■ **Short problem**
Reproduce the lines of the material exactly, excluding every image.

■ **Input**
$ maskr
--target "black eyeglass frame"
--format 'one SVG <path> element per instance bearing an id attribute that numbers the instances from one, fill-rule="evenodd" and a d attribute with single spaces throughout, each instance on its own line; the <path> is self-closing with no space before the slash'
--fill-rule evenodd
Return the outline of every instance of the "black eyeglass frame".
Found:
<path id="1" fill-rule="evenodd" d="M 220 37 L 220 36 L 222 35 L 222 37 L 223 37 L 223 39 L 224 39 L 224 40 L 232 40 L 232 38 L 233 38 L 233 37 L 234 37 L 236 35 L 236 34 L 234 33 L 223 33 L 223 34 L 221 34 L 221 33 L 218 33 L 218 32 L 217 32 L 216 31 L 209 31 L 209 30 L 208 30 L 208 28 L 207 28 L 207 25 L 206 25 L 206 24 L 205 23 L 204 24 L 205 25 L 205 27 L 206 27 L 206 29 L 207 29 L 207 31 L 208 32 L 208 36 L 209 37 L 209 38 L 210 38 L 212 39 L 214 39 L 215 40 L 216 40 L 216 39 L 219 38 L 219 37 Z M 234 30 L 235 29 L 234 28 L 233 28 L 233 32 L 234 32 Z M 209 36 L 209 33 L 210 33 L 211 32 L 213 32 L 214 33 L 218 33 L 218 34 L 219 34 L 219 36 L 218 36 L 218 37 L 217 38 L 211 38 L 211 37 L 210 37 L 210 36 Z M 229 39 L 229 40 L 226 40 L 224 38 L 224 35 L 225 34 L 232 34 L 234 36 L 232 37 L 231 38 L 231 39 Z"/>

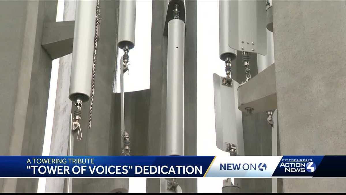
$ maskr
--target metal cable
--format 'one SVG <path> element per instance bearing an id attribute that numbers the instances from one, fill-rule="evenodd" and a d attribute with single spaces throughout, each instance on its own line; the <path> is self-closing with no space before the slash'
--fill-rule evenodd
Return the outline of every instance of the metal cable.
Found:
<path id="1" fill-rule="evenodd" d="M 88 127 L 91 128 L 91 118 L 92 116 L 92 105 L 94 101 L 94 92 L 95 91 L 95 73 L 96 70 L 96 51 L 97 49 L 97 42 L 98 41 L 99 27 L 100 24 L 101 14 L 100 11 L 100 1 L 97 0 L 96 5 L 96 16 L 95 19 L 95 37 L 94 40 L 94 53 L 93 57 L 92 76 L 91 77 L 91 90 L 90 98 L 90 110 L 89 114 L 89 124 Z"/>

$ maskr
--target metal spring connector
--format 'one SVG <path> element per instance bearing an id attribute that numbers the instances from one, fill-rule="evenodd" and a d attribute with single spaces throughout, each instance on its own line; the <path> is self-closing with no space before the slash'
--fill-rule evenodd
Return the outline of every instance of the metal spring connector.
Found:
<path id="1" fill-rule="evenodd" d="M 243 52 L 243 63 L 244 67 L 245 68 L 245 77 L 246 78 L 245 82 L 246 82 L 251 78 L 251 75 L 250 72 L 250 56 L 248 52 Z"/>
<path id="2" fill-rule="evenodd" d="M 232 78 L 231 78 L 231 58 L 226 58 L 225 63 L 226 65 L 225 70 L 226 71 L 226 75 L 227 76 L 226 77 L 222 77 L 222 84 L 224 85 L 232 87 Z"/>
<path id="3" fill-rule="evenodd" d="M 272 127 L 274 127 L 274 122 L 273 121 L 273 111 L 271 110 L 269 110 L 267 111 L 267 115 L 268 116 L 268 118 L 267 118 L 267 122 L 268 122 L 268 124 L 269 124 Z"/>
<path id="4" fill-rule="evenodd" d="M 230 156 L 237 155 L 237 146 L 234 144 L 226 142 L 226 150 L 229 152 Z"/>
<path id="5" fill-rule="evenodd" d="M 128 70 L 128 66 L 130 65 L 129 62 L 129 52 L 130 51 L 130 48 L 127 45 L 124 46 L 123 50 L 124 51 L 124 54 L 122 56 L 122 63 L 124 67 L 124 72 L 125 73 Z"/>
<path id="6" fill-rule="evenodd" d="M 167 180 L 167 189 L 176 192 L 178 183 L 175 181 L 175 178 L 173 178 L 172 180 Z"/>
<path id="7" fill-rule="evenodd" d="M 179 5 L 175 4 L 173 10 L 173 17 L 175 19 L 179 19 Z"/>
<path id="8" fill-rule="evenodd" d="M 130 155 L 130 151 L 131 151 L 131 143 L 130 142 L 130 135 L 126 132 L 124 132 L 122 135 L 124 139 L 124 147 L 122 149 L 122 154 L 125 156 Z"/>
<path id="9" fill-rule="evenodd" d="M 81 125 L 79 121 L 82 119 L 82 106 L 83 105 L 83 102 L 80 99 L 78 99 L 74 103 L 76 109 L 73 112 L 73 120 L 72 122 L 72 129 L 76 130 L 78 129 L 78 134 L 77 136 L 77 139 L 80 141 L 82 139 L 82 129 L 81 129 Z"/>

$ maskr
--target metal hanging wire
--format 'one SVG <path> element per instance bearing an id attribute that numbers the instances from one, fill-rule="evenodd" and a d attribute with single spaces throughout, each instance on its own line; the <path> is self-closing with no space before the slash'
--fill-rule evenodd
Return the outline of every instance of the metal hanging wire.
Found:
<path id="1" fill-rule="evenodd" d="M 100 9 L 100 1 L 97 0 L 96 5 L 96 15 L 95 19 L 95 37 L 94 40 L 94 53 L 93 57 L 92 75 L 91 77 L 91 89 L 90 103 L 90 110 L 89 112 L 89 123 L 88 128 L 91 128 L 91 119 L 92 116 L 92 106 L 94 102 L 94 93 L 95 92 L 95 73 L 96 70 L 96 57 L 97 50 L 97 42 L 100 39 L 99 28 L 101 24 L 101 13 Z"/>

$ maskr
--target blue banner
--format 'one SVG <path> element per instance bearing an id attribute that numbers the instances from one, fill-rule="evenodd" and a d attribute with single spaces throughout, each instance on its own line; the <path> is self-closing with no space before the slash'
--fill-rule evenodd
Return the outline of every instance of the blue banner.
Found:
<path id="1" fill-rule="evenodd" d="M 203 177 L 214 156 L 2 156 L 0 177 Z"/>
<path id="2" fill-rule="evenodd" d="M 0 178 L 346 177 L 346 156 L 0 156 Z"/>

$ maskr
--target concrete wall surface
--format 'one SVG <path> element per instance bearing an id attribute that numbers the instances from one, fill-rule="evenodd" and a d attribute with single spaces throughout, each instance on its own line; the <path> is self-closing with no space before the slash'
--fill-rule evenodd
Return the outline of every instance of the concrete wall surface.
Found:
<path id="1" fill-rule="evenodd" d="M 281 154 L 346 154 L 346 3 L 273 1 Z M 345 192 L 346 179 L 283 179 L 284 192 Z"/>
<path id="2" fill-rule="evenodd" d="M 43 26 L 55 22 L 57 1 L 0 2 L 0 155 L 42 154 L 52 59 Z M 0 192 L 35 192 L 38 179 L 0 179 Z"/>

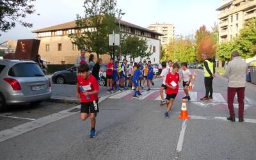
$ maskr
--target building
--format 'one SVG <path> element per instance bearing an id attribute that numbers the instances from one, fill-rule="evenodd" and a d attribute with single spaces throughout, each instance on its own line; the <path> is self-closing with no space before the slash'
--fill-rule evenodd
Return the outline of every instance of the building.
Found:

■ **Output of the exercise**
$ maskr
--target "black eyeglass frame"
--format 'one SVG <path> element per instance bearing an id attribute that numbers the instances from one, fill-rule="evenodd" and a d attribute with single spaces throughout, each instance on its own line; the <path> is self-closing with no space before the slash'
--fill-rule evenodd
Return the outline of every instance of the "black eyeglass frame".
Found:
<path id="1" fill-rule="evenodd" d="M 220 37 L 220 36 L 222 35 L 222 37 L 223 37 L 223 39 L 224 39 L 224 40 L 232 40 L 232 38 L 233 38 L 233 37 L 234 37 L 236 35 L 236 34 L 234 33 L 223 33 L 223 34 L 221 34 L 221 33 L 218 33 L 218 32 L 217 32 L 216 31 L 209 31 L 209 30 L 208 30 L 208 28 L 207 28 L 207 25 L 206 25 L 206 24 L 205 23 L 204 24 L 205 25 L 205 27 L 206 27 L 206 29 L 207 29 L 207 31 L 208 32 L 208 36 L 209 37 L 209 38 L 210 38 L 212 39 L 214 39 L 215 40 L 216 40 L 216 39 L 219 38 L 219 37 Z M 234 30 L 235 29 L 234 28 L 233 28 L 233 32 L 234 32 Z M 209 36 L 209 33 L 210 33 L 211 32 L 213 32 L 214 33 L 218 33 L 218 34 L 219 34 L 219 36 L 218 36 L 218 37 L 217 38 L 211 38 L 211 37 L 210 37 L 210 36 Z M 229 39 L 229 40 L 226 40 L 224 38 L 224 35 L 225 34 L 232 34 L 234 36 L 232 37 L 231 38 L 231 39 Z"/>

$ maskr
--target metal cable
--format 'one SVG <path> element per instance bearing an id attribute that numbers the instances from one, fill-rule="evenodd" and a d attribute with single spaces throughout, each instance on its own line; the <path> is self-closing with no space before the slash'
--fill-rule evenodd
Return the outline of every instance of the metal cable.
Found:
<path id="1" fill-rule="evenodd" d="M 88 127 L 91 128 L 91 118 L 92 116 L 92 105 L 94 101 L 94 92 L 95 91 L 95 73 L 96 70 L 96 51 L 97 49 L 97 42 L 98 41 L 99 27 L 100 24 L 101 14 L 100 11 L 100 1 L 97 0 L 96 5 L 96 16 L 95 19 L 95 37 L 94 40 L 94 53 L 93 57 L 92 76 L 91 77 L 91 90 L 90 98 L 90 110 L 89 114 L 89 124 Z"/>

$ maskr
--target metal spring connector
--format 'one SVG <path> element per instance bearing an id attribute that numbers the instances from one, fill-rule="evenodd" and a d attribute with single spaces throughout, each instance on its own line; the <path> is self-closing with no space before the slash'
--fill-rule evenodd
Return the outline of every instance of the metal spring connector.
Found:
<path id="1" fill-rule="evenodd" d="M 243 52 L 243 63 L 244 67 L 245 68 L 245 77 L 246 78 L 245 82 L 246 82 L 251 78 L 251 75 L 250 72 L 250 56 L 248 52 Z"/>
<path id="2" fill-rule="evenodd" d="M 232 78 L 231 78 L 231 58 L 226 58 L 225 63 L 226 65 L 225 70 L 226 71 L 226 75 L 227 76 L 226 77 L 222 77 L 222 84 L 224 85 L 232 87 Z"/>
<path id="3" fill-rule="evenodd" d="M 272 127 L 274 127 L 274 122 L 273 121 L 273 111 L 271 110 L 269 110 L 267 111 L 267 115 L 268 116 L 268 118 L 267 118 L 267 122 L 268 122 L 268 124 L 269 124 Z"/>
<path id="4" fill-rule="evenodd" d="M 230 156 L 237 155 L 237 146 L 234 144 L 226 142 L 226 150 L 229 152 Z"/>
<path id="5" fill-rule="evenodd" d="M 128 70 L 128 66 L 130 65 L 129 62 L 129 52 L 130 51 L 130 48 L 127 45 L 124 46 L 123 50 L 124 51 L 124 54 L 122 56 L 122 63 L 124 67 L 124 72 L 125 73 Z"/>
<path id="6" fill-rule="evenodd" d="M 167 180 L 167 189 L 176 192 L 178 183 L 175 181 L 175 178 L 173 178 L 172 180 Z"/>
<path id="7" fill-rule="evenodd" d="M 179 5 L 175 4 L 173 10 L 173 17 L 175 19 L 179 19 Z"/>
<path id="8" fill-rule="evenodd" d="M 130 155 L 130 151 L 131 151 L 131 143 L 130 142 L 130 135 L 126 132 L 124 132 L 122 135 L 124 139 L 124 147 L 122 149 L 122 154 L 125 156 Z"/>
<path id="9" fill-rule="evenodd" d="M 81 125 L 79 121 L 82 119 L 82 106 L 83 105 L 83 102 L 80 99 L 78 99 L 74 103 L 76 109 L 73 112 L 73 120 L 72 122 L 72 129 L 76 130 L 78 129 L 78 134 L 77 136 L 77 139 L 80 141 L 82 139 L 82 129 L 81 129 Z"/>

$ maskr
--target metal hanging wire
--format 'one SVG <path> element per instance bearing an id attribute that numbers the instances from one, fill-rule="evenodd" and a d attribute with single spaces throughout, each instance on its own line; the <path> is self-closing with no space before the slash'
--fill-rule evenodd
Return the outline of every instance of the metal hanging wire.
Found:
<path id="1" fill-rule="evenodd" d="M 100 9 L 100 1 L 97 0 L 96 5 L 96 15 L 95 19 L 95 37 L 94 40 L 94 53 L 93 57 L 92 75 L 91 77 L 91 89 L 90 103 L 90 110 L 89 112 L 89 123 L 88 128 L 91 128 L 91 119 L 92 116 L 92 106 L 94 102 L 94 93 L 95 92 L 95 73 L 96 70 L 96 57 L 97 50 L 97 42 L 100 39 L 99 28 L 101 24 L 101 13 Z"/>

$ maskr
--target blue banner
--format 'one SVG <path> element per instance bearing an id attribute that numbers the instances from one, fill-rule="evenodd" and a d attribute with single spaces throughout, each instance on its own line; the <path> is self-closing with no space before the slash'
--fill-rule evenodd
Return the outline of every instance of the blue banner.
Found:
<path id="1" fill-rule="evenodd" d="M 203 177 L 214 156 L 2 156 L 0 177 Z"/>
<path id="2" fill-rule="evenodd" d="M 0 178 L 346 177 L 346 156 L 0 156 Z"/>

$ maskr
--target concrete wall surface
--format 'one SVG <path> element per instance bearing an id attribute that numbers the instances from one, fill-rule="evenodd" and a d attribute with single spaces throughout, each instance on its own line; the <path> is self-closing with no space before the slash'
--fill-rule evenodd
Return the outline of every instance of the concrete wall surface.
Found:
<path id="1" fill-rule="evenodd" d="M 281 154 L 346 154 L 346 3 L 273 1 Z M 345 192 L 346 179 L 283 179 L 284 192 Z"/>
<path id="2" fill-rule="evenodd" d="M 43 26 L 55 22 L 57 1 L 0 2 L 0 155 L 42 154 L 52 59 Z M 0 192 L 35 192 L 38 179 L 0 179 Z"/>

$ maskr
--target building
--format 'one SVG <path> element per instance bearing an id attribute that numbers the instances from one, fill-rule="evenodd" and a d attribute with single spaces throughout, each instance on its own line; the <path> is self-closing with no space before the slash'
--fill-rule evenodd
Return the outline of every instance of the building.
Found:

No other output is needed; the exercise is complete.